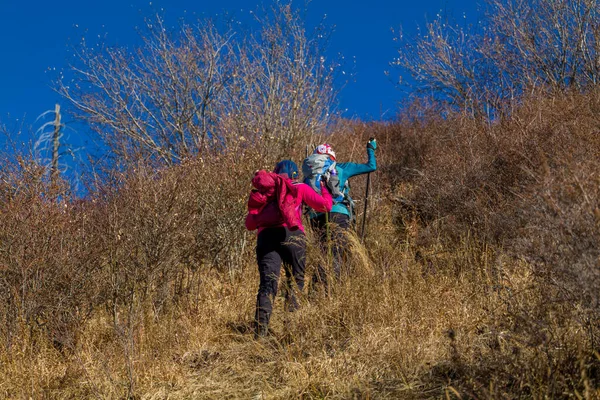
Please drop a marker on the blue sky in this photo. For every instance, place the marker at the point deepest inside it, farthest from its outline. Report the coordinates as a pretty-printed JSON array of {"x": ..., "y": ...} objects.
[{"x": 35, "y": 38}]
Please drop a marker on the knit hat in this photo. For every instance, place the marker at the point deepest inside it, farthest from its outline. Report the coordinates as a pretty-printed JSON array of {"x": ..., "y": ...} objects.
[
  {"x": 325, "y": 148},
  {"x": 287, "y": 167}
]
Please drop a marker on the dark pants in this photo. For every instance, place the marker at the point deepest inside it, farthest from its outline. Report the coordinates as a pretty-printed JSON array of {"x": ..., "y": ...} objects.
[
  {"x": 274, "y": 247},
  {"x": 337, "y": 242}
]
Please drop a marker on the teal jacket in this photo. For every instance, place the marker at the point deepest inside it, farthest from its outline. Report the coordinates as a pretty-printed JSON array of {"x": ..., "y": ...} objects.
[{"x": 348, "y": 170}]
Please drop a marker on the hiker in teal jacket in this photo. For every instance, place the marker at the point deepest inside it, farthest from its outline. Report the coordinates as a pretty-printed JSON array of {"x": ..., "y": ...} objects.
[{"x": 342, "y": 213}]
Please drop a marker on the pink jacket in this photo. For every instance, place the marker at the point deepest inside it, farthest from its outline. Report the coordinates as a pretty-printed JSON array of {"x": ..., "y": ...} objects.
[{"x": 278, "y": 202}]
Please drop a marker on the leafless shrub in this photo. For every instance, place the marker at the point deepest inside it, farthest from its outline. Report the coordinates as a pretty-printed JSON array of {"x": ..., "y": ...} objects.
[
  {"x": 517, "y": 47},
  {"x": 203, "y": 88}
]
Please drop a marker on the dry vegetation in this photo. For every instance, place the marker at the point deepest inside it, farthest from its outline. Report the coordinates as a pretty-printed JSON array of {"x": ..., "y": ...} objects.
[{"x": 478, "y": 277}]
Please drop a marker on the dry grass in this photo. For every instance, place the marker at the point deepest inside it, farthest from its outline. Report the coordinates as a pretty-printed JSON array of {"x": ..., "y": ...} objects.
[{"x": 147, "y": 289}]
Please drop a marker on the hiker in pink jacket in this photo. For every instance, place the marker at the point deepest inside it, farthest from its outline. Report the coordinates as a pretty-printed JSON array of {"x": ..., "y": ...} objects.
[{"x": 275, "y": 209}]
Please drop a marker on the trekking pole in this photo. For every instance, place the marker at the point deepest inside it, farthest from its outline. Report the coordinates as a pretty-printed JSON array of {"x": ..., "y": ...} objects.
[{"x": 362, "y": 233}]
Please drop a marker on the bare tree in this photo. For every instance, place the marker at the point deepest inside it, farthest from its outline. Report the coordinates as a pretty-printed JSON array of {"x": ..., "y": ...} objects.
[
  {"x": 517, "y": 46},
  {"x": 204, "y": 87}
]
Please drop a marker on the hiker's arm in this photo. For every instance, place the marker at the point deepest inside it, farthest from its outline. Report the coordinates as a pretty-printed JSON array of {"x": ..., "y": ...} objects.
[
  {"x": 353, "y": 169},
  {"x": 320, "y": 203}
]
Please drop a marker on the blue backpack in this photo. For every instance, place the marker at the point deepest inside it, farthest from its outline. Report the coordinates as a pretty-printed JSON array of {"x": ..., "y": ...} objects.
[{"x": 316, "y": 166}]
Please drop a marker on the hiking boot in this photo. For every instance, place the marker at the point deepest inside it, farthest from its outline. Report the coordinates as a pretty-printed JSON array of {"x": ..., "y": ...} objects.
[{"x": 261, "y": 331}]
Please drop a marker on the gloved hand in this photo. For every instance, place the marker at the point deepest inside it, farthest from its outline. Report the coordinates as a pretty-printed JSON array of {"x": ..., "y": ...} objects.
[{"x": 372, "y": 144}]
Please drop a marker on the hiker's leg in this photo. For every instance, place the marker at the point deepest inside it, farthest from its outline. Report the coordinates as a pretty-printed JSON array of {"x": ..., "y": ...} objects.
[
  {"x": 294, "y": 258},
  {"x": 269, "y": 265},
  {"x": 340, "y": 226}
]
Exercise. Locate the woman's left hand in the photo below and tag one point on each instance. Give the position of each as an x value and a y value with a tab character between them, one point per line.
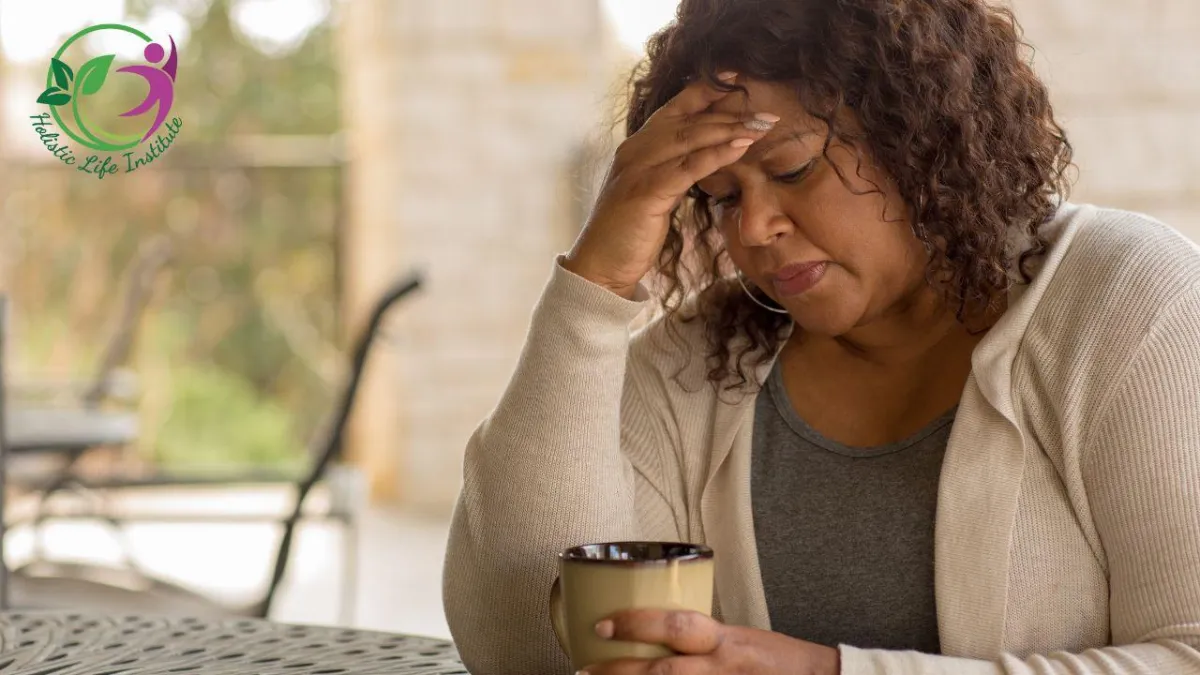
708	647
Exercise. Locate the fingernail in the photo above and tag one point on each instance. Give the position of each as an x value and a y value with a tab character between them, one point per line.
759	125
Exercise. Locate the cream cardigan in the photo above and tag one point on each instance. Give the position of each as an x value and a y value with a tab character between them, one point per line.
1068	518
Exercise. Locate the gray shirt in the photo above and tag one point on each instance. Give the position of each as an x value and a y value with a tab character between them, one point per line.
845	535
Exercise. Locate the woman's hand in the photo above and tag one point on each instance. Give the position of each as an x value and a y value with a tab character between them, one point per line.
652	171
709	647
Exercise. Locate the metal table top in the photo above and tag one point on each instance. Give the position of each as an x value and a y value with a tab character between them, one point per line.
82	644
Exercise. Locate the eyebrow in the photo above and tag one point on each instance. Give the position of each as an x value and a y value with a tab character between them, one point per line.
757	151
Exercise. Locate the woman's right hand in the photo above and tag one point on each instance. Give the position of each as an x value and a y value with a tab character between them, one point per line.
653	169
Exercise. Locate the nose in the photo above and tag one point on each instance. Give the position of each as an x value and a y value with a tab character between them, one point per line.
760	219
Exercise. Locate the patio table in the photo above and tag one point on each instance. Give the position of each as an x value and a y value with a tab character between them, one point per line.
88	644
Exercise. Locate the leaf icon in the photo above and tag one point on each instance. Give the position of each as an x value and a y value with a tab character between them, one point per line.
54	96
93	75
63	73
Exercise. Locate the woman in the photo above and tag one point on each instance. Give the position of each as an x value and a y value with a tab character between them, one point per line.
931	416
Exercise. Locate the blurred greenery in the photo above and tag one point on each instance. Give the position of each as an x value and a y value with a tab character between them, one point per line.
237	354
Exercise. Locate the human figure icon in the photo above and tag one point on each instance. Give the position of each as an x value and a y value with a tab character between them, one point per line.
161	81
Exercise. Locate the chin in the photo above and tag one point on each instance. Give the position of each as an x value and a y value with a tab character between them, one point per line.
827	321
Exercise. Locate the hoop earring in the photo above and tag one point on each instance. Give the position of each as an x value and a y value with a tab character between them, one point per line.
756	300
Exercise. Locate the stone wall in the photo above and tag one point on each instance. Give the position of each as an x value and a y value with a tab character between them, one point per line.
1125	79
465	123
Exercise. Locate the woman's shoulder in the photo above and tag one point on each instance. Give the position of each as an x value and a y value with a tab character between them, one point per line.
1119	248
1116	258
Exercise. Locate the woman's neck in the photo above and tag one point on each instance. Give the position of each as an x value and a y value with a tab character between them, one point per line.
919	329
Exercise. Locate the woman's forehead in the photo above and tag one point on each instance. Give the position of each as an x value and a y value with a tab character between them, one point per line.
760	97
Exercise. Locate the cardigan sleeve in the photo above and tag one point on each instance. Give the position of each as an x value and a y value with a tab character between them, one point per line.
1141	472
573	454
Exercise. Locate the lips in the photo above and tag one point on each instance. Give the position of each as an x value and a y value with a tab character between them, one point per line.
798	278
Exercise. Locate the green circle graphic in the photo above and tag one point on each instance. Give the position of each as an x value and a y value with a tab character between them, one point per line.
93	141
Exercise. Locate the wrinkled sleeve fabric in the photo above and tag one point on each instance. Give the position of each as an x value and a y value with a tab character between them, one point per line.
1141	472
574	453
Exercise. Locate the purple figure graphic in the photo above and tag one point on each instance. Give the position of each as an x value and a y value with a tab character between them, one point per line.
162	84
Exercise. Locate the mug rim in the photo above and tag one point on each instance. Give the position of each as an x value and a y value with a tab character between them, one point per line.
696	553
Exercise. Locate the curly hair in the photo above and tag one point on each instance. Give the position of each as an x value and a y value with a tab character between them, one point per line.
946	101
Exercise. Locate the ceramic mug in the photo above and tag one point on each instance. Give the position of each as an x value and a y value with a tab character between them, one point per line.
598	580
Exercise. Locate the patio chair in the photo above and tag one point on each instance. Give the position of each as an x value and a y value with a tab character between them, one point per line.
64	585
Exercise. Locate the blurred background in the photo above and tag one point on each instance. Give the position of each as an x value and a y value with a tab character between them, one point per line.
197	317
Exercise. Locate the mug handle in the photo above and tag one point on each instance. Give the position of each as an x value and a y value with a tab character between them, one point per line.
558	614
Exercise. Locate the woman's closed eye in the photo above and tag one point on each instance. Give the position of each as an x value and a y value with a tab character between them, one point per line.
789	178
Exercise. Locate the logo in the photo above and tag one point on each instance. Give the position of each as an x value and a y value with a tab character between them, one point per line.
119	114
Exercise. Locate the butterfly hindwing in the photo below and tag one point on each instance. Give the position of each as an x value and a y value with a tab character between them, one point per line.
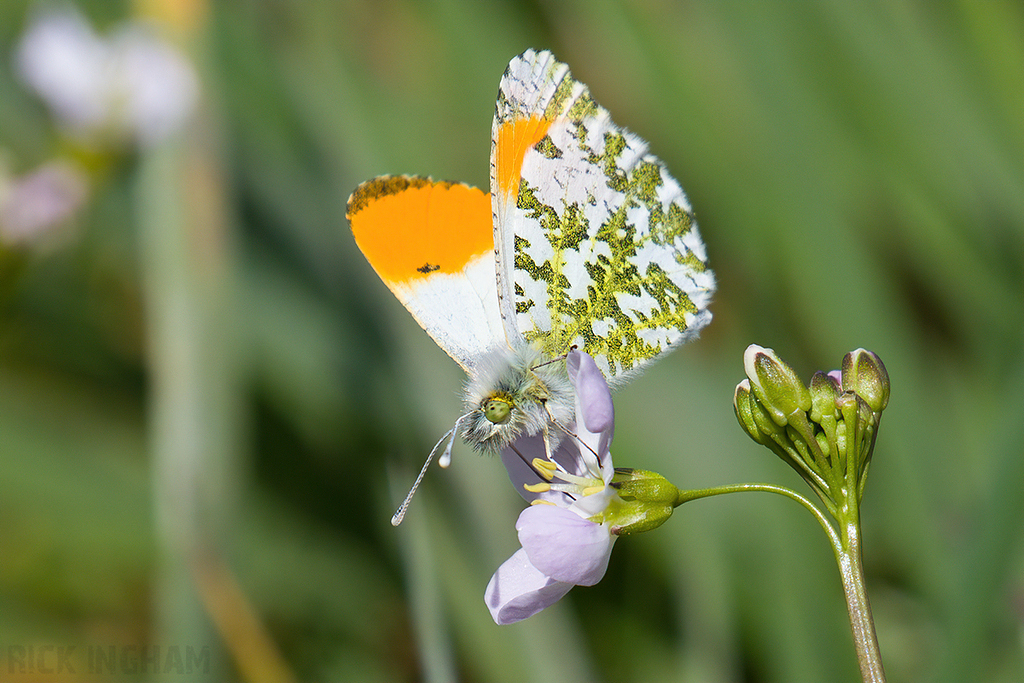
596	244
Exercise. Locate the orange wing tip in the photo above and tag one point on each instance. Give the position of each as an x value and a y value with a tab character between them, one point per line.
411	227
385	185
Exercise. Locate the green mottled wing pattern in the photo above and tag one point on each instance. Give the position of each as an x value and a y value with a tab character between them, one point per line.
600	248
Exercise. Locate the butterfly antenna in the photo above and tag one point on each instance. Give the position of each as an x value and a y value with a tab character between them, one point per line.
443	461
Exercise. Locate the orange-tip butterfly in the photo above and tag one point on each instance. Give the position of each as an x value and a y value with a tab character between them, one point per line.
585	241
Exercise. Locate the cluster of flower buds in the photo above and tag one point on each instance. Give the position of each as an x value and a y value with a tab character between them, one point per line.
825	431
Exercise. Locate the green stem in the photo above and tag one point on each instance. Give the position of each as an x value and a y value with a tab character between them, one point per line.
846	546
852	570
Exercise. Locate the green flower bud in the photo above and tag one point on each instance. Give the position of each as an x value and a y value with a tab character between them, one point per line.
646	501
744	406
864	374
824	391
775	384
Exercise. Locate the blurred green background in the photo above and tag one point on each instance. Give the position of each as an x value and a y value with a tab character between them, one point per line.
210	406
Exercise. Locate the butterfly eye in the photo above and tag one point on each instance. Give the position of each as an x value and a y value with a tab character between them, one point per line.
497	410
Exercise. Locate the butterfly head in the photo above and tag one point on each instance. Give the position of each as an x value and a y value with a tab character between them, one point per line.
515	393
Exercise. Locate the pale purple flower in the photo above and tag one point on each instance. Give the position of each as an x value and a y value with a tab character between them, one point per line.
131	84
565	539
33	205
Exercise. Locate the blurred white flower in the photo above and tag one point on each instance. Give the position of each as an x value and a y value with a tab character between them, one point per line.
133	84
32	205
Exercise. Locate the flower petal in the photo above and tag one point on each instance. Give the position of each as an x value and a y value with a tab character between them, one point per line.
563	545
518	590
593	395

• WORK TO COMPLETE: Reproduce, word for word, the lines of the data from the one that contains "Exercise. Locate the pale" to the end, both ends included.

• OUTPUT FOR THIS EXERCISE:
Exercise. Locate the pale purple flower in the photo above and tag one point on each instance. Give the position of each as an x value and a y value with a tab character between them, one point per line.
131	84
565	539
33	205
Exercise. Locate the blurred white flower in the photo above and tag one point on each instance. Give the position of each as an x value and a y value with a tab character between them, one point per line.
133	84
32	205
Exercise. Locate the flower petal in the photo above and tag one point on each instance. Give the position of each as an x value and a y value with a tab character between them, one point per line.
563	545
518	590
593	395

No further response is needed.